[begin Document]
All right, I am going to refer later on to an event that occurred in 1859. The 1859 event is the lesser -- is the smaller event between a smaller solar cycle between two larger solar cycles. It was a huge event and if you had to pick that out from this graph, you would be hard put to do so. It would be hard to find when that super event occurred. So sunspots are a proxy, but that is not really what drives space weather. It is the short-term solar variability which leads to space weather. Solar flares, which are the conversion of magnetic energy to mechanical energy and to radiant energy, x-rays, ultraviolet. They produce things called coronal mass ejections, which is a fancy way of saying that the sun blows the top of its atmosphere off. And if that atmosphere happens to hit the earth, it produces a bright aurora, magnetic and ionspheric storms. Also produced -- these solar flares produce solar radio bursts, which are broadband bursts of radiation literally from the audio range up to many gigahertz. Out of these solar flares come solar energetic particles and enhanced radiation belts bearing energy from kilovolts to gigavolts, which are of course a hazard to satellites and astronauts. And it expands the thermosphere, which makes it difficult to predict satellite orbits which means trying to avoid debris in space becomes a problem.
Now, the impacts of space weather are -- well first off it impacts anything, literally anything that is in space, satellite debris, astronaut. All right, but it also affects a lot of things that are not in space. It affects GPS receivers and their accuracy. It affects aviation, particularly aviation over the poles. It affects, well, I will get to some of the others, but it can affect the ability to navigate and it can affect the ability to communicate well. In January 2005, 26 United Airline flights had to be diverted from their polar routes, primarily from New York to China. And if you get diverted, one of three things happens: either one has to leave the airplane, or one’s baggage leaves the airplane, or one lands in Anchorage, all of which are unpleasant consequences if you are affected. And I will show a more detailed example of this October-November 2003 case, when the FAA had produced its augmentation for GPS called the Wide Area Augmentation System, it was disabled for 30 hours, completely unexpected.
January 1994, two Canadian telecommunication satellites were disabled for a period of about six months, were never bought back to full capability, lost at 50 million to 70 million. In 1989, there was a magnetic storm that disrupted the Hydro-Quebec power system, that is Quebec lost -- the Province of Quebec lost its power for a period of nine hours and what surprised us is that it only took 90 seconds to happen. Frequently power operators can adapt if they have tens of minutes to shed load. And in this case, they only had 90 seconds and they couldn’t adapt.
Okay, now switch gears a little bit and talk about the Global Positioning System. The Global Positioning System was designed roughly between 1972 and 1979. The first electronic calculator is produced in 1971. If these were government engineers, they were almost certainly using slide rules. And I am also certain that they were using card decks and Fortran to program their computers. So it is a miracle the system was -- the architecture of this system was so durable and has lasted so long. But it is not -- it was never designed to do what we are doing with it today and that is synchronizing the power grid, it synchronizes internet, cell phone bay stations, it authenticates financial transactions, it is used for precision farming, surveying, and holds offshore oil platforms in place. All of these were never a part of the original plan. U.S. government only guarantees the GPS is available 95 percent of the time. All right, and next, GPS is a weak signal system, and this is not really appreciated by many people. Because it is weak, it is easy to interfere with it. So it was never designed to perform these functions. And for industries and for business plans, that want 24/7 seriously, completely uninterrupted operation, they have a problem. And their problem will appear in just a few years if they are in the next solar maximum.
[end Document]
[begin Material]
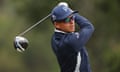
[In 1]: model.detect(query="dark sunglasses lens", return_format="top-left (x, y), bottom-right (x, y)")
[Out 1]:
[end Material]
▶ [Instructions]
A - In the space weather lecture, how long did the Province of Quebec lose its power during the 1989 magnetic storm?
B - Carry the space weather lecture forward, starting after its final sentence.

▶ [Replies]
A - Nine hours.

B -
I want to talk about solar radio bursts. This is an example of something that caught us completely by surprise, totally unexpected. At solar minimum on December 6, 2006, there was radio burst that caused temporary failure of precision GPS receivers across the sunlit earth. It was a 100 times more intense than any previous radio burst at solar minimum and ten times more intense than any previous solar radio burst ever recorded. We have only been recording them since about 1960, but this was a surprise. Have we missed something completely? Maybe.
This movie is going to show the effect on the receivers. On the bottom is the solar radio burst power at 1.6 gigahertz, the frequency of which -- one of the two frequencies GPS operates at. Up above, it shows a sampling of the International Global Navigation Satellite System network, and what is important about those dots is that they should be in the blue. That is they should be -- they have to have four observables to operate. If they get down into the yellow, orange, or red, they are no longer operating. All right, four or fewer, they have to have at least four and preferably six or more. So most of those are in the blue, okay? Now let’s start the movie up, and as you can see, it is a red dot, goes across, and we see parts of the low radio burst power. The colors of those dots will change in an unpleasant way, not a nice way. There is one receiver up there in Montana, it looks like, that is being problematic at the point -- maybe a seagull landed on the antenna. I don’t know. But as it goes through these even small perturbations in the solar radio burst power, you can see those dots changing to yellow and to the orange and red. And now we go into the more intense part of it, and virtually all of the receivers are failing. Now this is a brief failure, it is only 10, 15, 20 minutes this goes on, but it affects everything on the sunlit side of the earth. So how could this happen? How could we find ourselves in this situation?
Well, we did some forensics. We went back and we looked at the long-term monitoring of solar radio bursts. And it was performed -- it’s performed by the Air Force Radio Solar Telescope Network -- we refer to it as RSTN since 1960. We found out this RSTN saturates at 10 percent of the intensity of this December 6 event. So we have, essentially in terms of looking for high-impact -- excuse me, low-probability, high-impact events, we have lost all of the information. Why did the Air Force do this? I don’t really know, but I have a -- I suspect that the reason was that they had to show results on a short period of time. And as a scientist, if I want to be funded in the next funding cycle, I have to show results in three years. I cannot afford to wait a decade to find this high-impact, low-probability -- excuse me, high-probability -- low-probability, high-impact event, okay. And I suspect that was what was going on. As a result, we don’t know what the consequences are coming up in this next solar cycle, but we do know that potentially GPS can be affected.
All right, the ionosphere is one of the primary sources of ranging errors for GPS. And as a rule of thumb, ten meters of ranging error between a receiver and satellite produces [unintelligible] of about 20 to 30 meters in navigation error. So keep that in mind as I talk. As I mentioned before, the FAA costs about $200 million to develop the Wide Area Augmentation System, called WAAS, for aviation. It uses reference receivers, there’s 26 reference receivers roughly spaced throughout North America. And it assumes that the ionosphere behaves smoothly between the reference receivers. These references receivers calculate the errors produced by the ionosphere, they are uplinked to a geostationary satellite, they are downlinked to an airplane. All right, and as long as the ionosphere is smooth, everything is fine. The problem is that the ionosphere is not smooth during magnetic storms.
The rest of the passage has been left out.